→ REQUIRED WORK:
Output the lines from the start of the listing through the line containing "[333,202,480,360]", inclusive, as a JSON list of strings with one string per line. Leave out blank lines and the pictures.

## Start PROVIDED INFORMATION

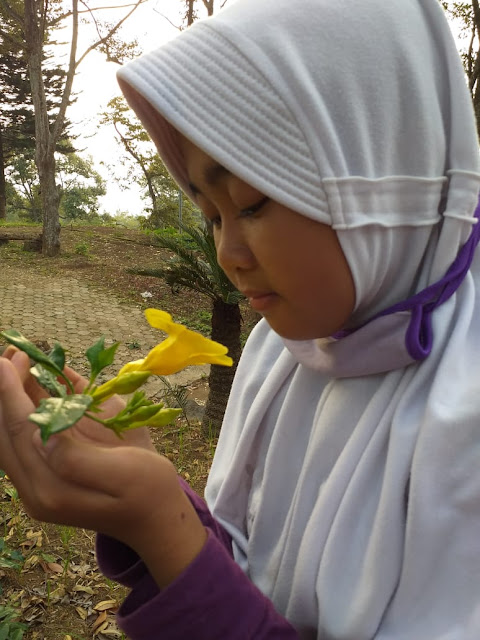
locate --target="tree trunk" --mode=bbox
[37,153,60,257]
[25,0,60,256]
[0,123,7,220]
[202,299,242,438]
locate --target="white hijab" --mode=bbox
[119,0,480,640]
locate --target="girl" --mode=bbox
[0,0,480,640]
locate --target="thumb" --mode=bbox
[0,358,35,434]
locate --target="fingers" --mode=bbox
[2,344,18,360]
[34,433,160,497]
[63,367,88,393]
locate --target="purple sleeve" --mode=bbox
[97,481,298,640]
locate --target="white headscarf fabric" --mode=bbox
[119,0,480,640]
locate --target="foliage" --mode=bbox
[99,97,198,228]
[7,153,106,222]
[441,0,480,132]
[0,605,28,640]
[128,221,243,435]
[0,538,25,572]
[0,0,145,256]
[0,309,232,443]
[128,225,243,304]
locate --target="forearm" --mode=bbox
[99,531,298,640]
[97,480,298,640]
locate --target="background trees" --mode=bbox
[99,96,199,229]
[442,0,480,133]
[0,0,145,256]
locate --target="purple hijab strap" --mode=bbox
[333,202,480,360]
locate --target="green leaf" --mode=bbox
[48,342,65,371]
[29,394,93,444]
[85,336,120,383]
[30,364,67,398]
[0,329,63,375]
[0,329,73,391]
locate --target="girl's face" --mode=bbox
[180,136,355,340]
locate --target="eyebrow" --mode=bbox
[188,163,232,195]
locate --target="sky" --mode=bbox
[64,0,206,215]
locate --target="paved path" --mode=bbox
[0,269,208,384]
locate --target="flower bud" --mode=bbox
[92,371,152,402]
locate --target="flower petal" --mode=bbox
[145,309,187,335]
[119,309,233,376]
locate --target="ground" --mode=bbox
[0,226,257,640]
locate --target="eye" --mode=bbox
[240,196,270,217]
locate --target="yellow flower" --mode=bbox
[118,309,233,376]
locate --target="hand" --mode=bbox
[0,354,206,587]
[3,346,156,451]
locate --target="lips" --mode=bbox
[242,290,277,312]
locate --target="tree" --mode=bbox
[129,222,243,436]
[0,0,145,256]
[58,153,107,221]
[442,0,480,134]
[0,17,73,224]
[8,153,106,222]
[99,97,196,228]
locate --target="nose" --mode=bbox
[214,222,255,275]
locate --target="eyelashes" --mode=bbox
[240,196,270,216]
[204,196,270,231]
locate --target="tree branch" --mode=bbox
[153,7,182,31]
[76,0,147,67]
[51,0,78,146]
[0,0,23,26]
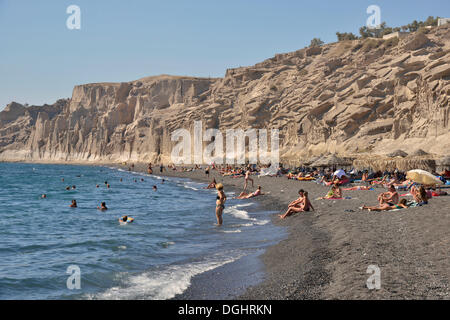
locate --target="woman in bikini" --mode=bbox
[411,186,428,205]
[322,182,342,199]
[204,178,217,189]
[242,167,253,192]
[279,190,314,219]
[216,183,227,226]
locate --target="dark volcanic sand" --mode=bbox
[123,164,450,300]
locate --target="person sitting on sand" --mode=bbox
[378,185,399,206]
[342,186,373,191]
[361,199,409,211]
[279,191,315,219]
[216,183,227,226]
[97,202,108,211]
[69,199,77,208]
[411,186,428,205]
[204,178,217,189]
[236,186,264,199]
[119,216,134,224]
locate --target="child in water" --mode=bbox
[97,202,108,211]
[119,216,134,224]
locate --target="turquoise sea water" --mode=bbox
[0,163,282,299]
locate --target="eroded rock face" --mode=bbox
[0,26,450,163]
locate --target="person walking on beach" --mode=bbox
[378,185,399,206]
[216,183,227,226]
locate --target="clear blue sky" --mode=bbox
[0,0,450,110]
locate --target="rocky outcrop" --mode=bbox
[0,26,450,163]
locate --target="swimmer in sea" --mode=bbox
[204,178,217,189]
[119,216,134,223]
[216,183,227,226]
[236,186,264,199]
[97,202,108,211]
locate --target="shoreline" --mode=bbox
[3,162,450,300]
[115,163,331,300]
[115,164,450,300]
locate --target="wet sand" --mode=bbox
[120,164,450,300]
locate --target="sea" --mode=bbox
[0,163,285,300]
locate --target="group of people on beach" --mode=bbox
[198,161,450,225]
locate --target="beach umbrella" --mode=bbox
[406,169,443,185]
[408,149,430,157]
[333,169,347,179]
[387,149,408,158]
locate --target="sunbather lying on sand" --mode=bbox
[235,186,264,199]
[411,186,428,205]
[278,190,315,219]
[361,199,409,211]
[378,185,399,206]
[342,186,373,191]
[322,183,342,199]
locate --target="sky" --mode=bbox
[0,0,450,110]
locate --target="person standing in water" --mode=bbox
[216,183,227,226]
[242,166,254,192]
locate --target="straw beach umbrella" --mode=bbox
[406,169,443,185]
[408,149,430,157]
[387,149,408,158]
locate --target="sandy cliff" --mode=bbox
[0,26,450,162]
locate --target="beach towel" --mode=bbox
[259,166,278,177]
[297,177,315,181]
[316,197,352,200]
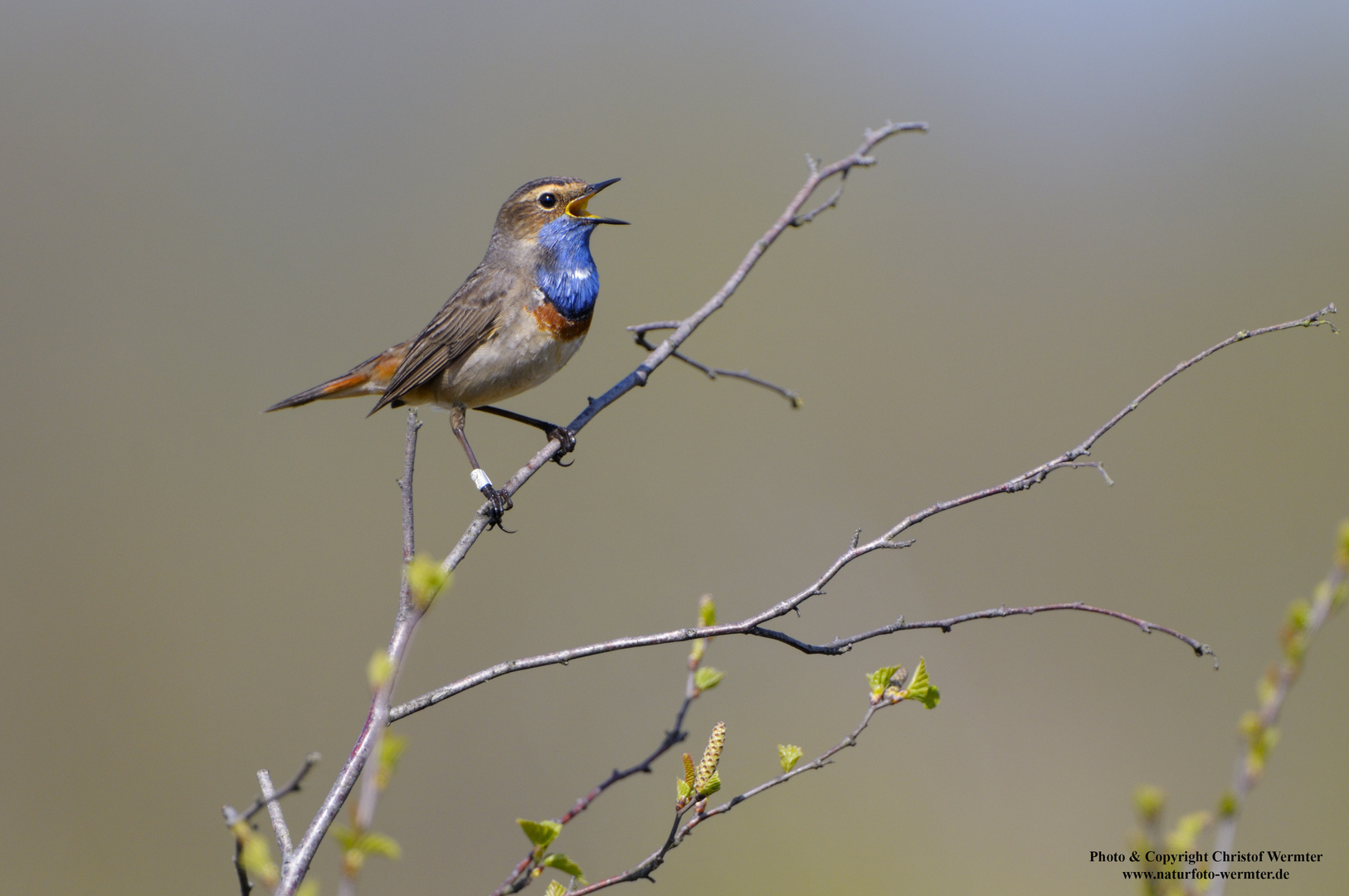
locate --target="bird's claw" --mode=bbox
[480,486,517,534]
[548,426,576,467]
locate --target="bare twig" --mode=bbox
[568,699,903,896]
[222,753,321,896]
[276,411,426,896]
[390,305,1336,722]
[746,601,1218,660]
[258,767,293,865]
[1209,542,1349,896]
[388,603,1213,722]
[627,321,801,409]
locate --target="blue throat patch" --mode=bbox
[538,216,599,319]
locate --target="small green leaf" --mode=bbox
[515,818,562,846]
[866,665,900,698]
[900,657,942,710]
[1287,598,1311,631]
[366,650,394,691]
[694,665,726,691]
[356,831,403,859]
[698,594,716,629]
[406,553,450,610]
[1133,784,1166,825]
[1166,811,1213,853]
[239,835,280,881]
[543,853,586,887]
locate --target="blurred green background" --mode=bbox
[0,0,1349,896]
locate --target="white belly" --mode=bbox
[436,309,586,407]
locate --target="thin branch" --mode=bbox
[276,410,426,896]
[276,121,927,896]
[1209,553,1349,896]
[226,753,323,825]
[568,699,903,896]
[388,304,1336,722]
[627,328,801,409]
[746,601,1218,660]
[258,767,294,865]
[388,593,1215,723]
[441,121,927,572]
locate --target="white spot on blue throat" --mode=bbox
[538,215,599,319]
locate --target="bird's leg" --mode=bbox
[449,405,514,532]
[474,405,576,467]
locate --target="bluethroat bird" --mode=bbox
[267,177,627,525]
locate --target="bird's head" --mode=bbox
[496,177,627,241]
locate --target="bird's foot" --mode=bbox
[548,426,576,467]
[470,467,515,534]
[481,486,518,536]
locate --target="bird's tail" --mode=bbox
[263,343,407,413]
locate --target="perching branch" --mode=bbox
[222,753,321,896]
[489,623,709,896]
[276,121,927,896]
[568,688,903,896]
[1209,534,1349,896]
[263,114,1336,896]
[627,319,801,410]
[746,601,1218,660]
[276,410,429,896]
[429,121,927,572]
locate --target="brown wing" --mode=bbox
[367,261,515,416]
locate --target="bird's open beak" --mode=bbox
[567,177,627,224]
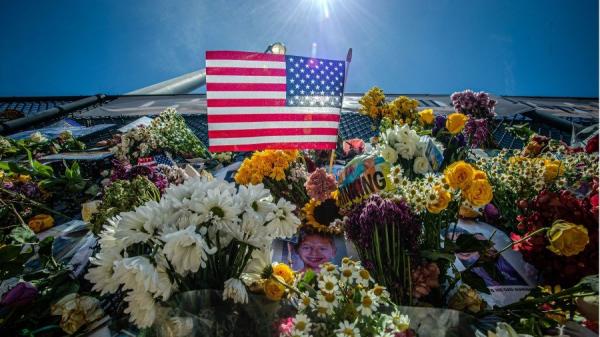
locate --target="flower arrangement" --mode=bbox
[377,124,432,178]
[85,177,300,328]
[344,195,422,304]
[358,87,419,125]
[110,108,208,164]
[235,150,308,208]
[279,258,412,337]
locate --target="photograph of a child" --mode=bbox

## End PROVIDED INFORMATION

→ CORRECT OUTPUT:
[
  "locate --target=\"tree trunk\" --mode=bbox",
  "[37,153,60,257]",
  "[25,0,60,256]",
  "[0,123,7,220]",
  "[202,299,242,438]",
  "locate --target=\"white hijab\" --mode=bbox",
  "[119,0,480,640]",
  "locate --target=\"girl\" --mode=bbox",
  "[0,0,480,640]",
  "locate --target=\"thumb\" --mode=bbox",
  "[0,358,35,434]",
  "locate --target=\"fingers\" --mode=bbox",
  "[2,344,18,360]",
  "[34,433,160,497]",
  "[63,367,88,393]",
  "locate --target=\"purple sleeve\" --mode=bbox",
  "[97,481,298,640]",
  "locate --target=\"white headscarf fabric\" --mode=bbox",
  "[119,0,480,640]",
  "locate --target=\"foliage\" --mode=bbox",
  "[99,97,198,228]",
  "[7,153,106,222]",
  "[441,0,480,132]",
  "[0,605,28,640]",
  "[128,221,243,435]",
  "[0,538,25,572]",
  "[0,0,145,256]",
  "[0,309,232,443]",
  "[128,225,243,304]",
  "locate --target=\"forearm\" --mode=bbox",
  "[99,531,298,640]",
  "[97,480,298,640]",
  "locate --target=\"background trees\" --mode=bbox",
  "[99,96,199,229]",
  "[442,0,480,133]",
  "[0,0,145,256]",
  "locate --target=\"purple hijab strap\" --mode=bbox",
  "[333,202,480,360]"
]